--- Exercise data ---

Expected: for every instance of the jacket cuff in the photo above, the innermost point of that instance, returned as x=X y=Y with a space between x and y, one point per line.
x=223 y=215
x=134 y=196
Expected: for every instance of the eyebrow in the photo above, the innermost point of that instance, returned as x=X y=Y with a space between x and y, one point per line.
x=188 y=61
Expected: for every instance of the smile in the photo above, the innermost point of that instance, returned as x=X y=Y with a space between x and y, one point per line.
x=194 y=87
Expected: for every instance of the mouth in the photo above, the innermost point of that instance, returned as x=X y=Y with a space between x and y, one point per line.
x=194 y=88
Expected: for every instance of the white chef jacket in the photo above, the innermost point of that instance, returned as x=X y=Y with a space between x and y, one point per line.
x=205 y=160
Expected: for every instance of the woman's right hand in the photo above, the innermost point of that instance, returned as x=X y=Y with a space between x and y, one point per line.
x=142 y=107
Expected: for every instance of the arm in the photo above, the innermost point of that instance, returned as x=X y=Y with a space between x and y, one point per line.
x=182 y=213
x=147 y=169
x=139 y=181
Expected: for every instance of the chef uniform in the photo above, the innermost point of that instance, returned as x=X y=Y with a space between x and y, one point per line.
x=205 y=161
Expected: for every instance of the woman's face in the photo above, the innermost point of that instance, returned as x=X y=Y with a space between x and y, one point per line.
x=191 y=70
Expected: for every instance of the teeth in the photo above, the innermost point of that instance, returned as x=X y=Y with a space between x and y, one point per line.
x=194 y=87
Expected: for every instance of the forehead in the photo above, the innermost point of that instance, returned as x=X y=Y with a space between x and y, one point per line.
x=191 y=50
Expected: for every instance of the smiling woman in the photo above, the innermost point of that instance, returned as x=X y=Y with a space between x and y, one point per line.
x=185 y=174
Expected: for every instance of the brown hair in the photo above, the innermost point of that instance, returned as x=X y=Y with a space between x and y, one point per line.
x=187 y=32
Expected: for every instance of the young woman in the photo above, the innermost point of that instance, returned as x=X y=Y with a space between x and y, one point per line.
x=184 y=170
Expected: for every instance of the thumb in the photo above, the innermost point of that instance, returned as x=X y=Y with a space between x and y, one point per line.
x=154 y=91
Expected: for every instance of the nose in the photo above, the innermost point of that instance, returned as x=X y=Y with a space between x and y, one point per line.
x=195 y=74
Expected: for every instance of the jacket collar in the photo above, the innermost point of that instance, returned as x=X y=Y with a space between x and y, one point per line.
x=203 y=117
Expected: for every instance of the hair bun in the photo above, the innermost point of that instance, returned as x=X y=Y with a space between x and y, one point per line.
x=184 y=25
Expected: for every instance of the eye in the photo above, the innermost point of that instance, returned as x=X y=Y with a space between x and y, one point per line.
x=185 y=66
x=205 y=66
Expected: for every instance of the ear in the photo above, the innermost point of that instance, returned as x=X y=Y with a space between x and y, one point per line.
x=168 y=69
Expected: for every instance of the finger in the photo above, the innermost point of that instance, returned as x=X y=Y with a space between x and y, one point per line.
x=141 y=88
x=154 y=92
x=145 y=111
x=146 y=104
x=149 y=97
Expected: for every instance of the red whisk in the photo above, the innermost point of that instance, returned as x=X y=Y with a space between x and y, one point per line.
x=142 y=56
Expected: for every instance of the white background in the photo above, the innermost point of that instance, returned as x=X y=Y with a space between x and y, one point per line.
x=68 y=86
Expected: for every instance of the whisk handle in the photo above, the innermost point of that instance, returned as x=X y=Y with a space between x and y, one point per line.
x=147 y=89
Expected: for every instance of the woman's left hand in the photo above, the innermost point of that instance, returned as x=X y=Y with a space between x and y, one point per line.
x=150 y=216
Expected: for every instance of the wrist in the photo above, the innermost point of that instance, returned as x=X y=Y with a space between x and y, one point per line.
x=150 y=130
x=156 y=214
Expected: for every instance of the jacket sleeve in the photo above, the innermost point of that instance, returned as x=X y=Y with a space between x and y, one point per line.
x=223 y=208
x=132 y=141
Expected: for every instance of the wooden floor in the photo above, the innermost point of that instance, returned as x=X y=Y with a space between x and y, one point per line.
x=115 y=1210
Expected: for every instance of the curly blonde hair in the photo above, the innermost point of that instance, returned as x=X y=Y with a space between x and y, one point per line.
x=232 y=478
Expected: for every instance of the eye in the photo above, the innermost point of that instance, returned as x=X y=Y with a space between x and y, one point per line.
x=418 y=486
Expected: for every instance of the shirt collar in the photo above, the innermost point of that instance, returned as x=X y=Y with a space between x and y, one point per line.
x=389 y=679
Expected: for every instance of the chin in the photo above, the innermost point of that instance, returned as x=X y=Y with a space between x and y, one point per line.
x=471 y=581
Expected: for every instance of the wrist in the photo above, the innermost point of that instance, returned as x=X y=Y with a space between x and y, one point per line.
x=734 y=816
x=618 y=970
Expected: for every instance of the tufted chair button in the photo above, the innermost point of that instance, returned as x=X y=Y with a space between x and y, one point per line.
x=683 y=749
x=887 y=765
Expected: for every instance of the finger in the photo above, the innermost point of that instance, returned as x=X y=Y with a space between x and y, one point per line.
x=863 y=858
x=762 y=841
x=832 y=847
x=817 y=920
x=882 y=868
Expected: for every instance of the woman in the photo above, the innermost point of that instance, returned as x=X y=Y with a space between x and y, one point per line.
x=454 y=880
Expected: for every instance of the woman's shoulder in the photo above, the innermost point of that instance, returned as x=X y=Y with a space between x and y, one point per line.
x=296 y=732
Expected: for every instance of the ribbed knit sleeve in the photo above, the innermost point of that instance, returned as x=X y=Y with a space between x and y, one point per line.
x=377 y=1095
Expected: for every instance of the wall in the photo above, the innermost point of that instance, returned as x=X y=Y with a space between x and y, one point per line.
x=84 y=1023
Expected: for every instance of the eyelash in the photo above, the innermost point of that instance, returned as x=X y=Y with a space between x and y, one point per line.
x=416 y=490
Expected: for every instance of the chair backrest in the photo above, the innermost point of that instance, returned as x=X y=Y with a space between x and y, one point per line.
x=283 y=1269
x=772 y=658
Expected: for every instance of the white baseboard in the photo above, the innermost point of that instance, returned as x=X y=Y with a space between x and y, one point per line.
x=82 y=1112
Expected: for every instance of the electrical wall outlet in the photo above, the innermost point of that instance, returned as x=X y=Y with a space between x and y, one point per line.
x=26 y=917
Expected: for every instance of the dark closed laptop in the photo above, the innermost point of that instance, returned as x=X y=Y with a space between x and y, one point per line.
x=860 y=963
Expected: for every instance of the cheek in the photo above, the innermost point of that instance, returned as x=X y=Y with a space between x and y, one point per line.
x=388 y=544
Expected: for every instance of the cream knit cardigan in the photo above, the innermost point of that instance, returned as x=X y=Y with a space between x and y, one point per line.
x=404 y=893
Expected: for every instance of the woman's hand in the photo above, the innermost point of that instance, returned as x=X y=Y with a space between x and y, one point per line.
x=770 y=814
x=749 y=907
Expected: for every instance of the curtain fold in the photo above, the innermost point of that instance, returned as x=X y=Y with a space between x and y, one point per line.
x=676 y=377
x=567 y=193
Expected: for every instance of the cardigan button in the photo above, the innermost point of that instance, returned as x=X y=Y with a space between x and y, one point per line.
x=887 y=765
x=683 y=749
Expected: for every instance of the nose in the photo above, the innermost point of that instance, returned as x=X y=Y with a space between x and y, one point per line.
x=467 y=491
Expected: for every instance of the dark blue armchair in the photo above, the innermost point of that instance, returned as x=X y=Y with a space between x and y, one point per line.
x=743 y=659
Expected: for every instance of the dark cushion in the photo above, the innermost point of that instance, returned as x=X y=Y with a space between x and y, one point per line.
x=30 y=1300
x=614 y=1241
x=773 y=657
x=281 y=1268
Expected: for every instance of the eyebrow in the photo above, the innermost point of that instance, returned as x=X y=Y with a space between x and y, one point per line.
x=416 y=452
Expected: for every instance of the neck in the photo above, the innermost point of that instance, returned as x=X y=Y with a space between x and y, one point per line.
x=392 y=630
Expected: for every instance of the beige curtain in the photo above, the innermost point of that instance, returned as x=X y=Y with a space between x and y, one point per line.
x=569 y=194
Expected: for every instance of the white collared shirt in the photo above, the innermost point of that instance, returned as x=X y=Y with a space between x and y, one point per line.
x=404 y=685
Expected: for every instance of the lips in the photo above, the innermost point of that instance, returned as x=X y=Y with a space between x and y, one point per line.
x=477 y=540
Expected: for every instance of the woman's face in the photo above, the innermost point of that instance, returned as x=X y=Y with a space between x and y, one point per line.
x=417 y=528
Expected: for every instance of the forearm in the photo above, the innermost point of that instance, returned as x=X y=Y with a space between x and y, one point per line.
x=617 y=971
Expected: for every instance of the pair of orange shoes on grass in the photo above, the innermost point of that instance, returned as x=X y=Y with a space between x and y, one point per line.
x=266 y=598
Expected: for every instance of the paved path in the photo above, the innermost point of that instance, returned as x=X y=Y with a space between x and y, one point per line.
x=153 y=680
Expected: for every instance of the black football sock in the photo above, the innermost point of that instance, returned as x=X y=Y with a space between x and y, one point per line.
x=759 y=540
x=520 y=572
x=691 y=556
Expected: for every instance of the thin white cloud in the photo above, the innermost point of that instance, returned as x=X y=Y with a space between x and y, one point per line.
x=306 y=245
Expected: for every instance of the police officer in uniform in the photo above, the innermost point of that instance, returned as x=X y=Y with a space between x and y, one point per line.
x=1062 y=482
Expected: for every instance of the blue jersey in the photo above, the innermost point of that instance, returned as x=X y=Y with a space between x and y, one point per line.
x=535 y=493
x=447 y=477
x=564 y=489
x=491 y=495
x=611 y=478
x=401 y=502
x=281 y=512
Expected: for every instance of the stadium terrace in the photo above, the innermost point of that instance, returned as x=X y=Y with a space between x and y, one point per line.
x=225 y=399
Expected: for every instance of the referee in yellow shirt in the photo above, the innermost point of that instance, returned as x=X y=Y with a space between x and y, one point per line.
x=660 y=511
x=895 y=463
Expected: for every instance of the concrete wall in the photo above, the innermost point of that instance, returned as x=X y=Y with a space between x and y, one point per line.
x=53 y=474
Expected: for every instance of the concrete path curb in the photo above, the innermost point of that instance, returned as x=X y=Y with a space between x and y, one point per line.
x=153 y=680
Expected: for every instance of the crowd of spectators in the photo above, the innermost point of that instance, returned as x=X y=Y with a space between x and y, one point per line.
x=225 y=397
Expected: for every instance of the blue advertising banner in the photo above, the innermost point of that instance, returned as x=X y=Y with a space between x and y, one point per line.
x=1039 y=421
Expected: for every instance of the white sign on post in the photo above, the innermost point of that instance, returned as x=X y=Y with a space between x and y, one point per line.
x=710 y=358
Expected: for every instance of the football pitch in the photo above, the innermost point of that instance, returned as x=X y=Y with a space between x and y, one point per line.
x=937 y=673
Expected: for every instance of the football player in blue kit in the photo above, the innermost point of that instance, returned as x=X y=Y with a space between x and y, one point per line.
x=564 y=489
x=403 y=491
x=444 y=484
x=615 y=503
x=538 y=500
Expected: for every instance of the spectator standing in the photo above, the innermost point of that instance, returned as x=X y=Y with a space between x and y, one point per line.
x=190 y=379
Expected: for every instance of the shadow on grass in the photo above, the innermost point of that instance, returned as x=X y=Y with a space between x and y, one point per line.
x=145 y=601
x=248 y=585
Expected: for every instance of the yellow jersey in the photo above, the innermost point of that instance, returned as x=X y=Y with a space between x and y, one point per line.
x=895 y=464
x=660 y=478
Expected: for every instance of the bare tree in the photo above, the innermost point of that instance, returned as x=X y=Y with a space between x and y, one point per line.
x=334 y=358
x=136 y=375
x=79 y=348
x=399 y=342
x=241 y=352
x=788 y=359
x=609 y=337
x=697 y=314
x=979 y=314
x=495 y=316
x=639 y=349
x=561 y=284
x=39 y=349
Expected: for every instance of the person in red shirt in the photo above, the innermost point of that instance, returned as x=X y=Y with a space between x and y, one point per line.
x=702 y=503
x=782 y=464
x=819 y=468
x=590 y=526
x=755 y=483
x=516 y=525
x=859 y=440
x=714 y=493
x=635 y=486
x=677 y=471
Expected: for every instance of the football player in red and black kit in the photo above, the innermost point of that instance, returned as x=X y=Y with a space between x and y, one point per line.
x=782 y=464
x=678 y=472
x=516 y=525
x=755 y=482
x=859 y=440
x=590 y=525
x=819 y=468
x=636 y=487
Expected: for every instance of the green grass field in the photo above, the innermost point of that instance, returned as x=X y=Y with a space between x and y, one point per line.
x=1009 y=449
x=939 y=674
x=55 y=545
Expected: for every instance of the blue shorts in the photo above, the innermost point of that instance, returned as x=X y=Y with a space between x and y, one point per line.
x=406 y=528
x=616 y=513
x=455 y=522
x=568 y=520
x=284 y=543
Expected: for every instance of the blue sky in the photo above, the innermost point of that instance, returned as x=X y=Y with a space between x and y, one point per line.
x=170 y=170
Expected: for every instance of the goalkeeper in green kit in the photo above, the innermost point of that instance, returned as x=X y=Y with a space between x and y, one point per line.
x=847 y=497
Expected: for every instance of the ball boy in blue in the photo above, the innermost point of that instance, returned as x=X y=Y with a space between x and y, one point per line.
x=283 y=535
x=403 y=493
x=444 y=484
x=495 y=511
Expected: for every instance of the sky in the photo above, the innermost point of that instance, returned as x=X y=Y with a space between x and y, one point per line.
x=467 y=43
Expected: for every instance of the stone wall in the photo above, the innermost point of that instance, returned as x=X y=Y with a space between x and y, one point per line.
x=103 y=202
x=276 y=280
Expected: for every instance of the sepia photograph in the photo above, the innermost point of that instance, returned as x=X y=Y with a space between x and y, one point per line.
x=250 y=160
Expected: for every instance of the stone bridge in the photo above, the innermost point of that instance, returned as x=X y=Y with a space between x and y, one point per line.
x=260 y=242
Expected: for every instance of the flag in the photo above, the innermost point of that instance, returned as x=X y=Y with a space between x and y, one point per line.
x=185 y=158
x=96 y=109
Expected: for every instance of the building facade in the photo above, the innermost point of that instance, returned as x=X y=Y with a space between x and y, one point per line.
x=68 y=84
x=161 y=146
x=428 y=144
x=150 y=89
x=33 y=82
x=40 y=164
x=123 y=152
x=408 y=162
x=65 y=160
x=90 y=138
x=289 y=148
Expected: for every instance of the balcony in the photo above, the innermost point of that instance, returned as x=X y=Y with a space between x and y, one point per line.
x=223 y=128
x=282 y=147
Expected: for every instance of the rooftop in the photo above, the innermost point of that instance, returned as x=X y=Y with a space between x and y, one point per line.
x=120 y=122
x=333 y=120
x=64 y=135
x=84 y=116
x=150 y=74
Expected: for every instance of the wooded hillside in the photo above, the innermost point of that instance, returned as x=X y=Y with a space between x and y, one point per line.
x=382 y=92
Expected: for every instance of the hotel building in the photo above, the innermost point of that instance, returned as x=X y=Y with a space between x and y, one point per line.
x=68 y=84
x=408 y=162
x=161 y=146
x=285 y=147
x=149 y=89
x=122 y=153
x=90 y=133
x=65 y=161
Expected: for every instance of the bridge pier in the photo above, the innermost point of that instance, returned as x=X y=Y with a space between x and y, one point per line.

---

Task description:
Copy the lines word for word, beginning with the line containing "Expected: for every instance of the forehead" and continuing through the line containing "x=185 y=174".

Exercise output:
Expected: for every instance of the forehead in the photo above, the innermost point of that instance, returned as x=X y=Y with a space between x and y, one point per line.
x=191 y=50
Expected: for every instance of the smiling woman in the photo above, the innermost point of that instance, returned as x=X y=Y with a space between x and y, one point per line.
x=185 y=174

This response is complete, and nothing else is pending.